* **Exercise requirements**: Reproduce the listing below, substituting "blue plastic bag" for "white plastic bag" and keeping everything else the same.

------------------------------------

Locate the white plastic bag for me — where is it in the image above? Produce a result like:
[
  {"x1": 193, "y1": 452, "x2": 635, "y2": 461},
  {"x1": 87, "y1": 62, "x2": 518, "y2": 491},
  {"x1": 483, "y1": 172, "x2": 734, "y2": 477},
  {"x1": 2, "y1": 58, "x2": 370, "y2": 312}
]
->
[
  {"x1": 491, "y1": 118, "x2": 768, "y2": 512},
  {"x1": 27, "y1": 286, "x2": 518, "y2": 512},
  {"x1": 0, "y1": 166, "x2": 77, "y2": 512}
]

------------------------------------

* **Correct result**:
Locate the blue plastic bag for me — where is it in the image above? Produce a result like:
[
  {"x1": 193, "y1": 452, "x2": 635, "y2": 461},
  {"x1": 87, "y1": 62, "x2": 518, "y2": 491},
  {"x1": 483, "y1": 172, "x2": 734, "y2": 477},
  {"x1": 2, "y1": 58, "x2": 370, "y2": 312}
]
->
[
  {"x1": 491, "y1": 118, "x2": 768, "y2": 512},
  {"x1": 27, "y1": 286, "x2": 518, "y2": 512},
  {"x1": 0, "y1": 166, "x2": 77, "y2": 512}
]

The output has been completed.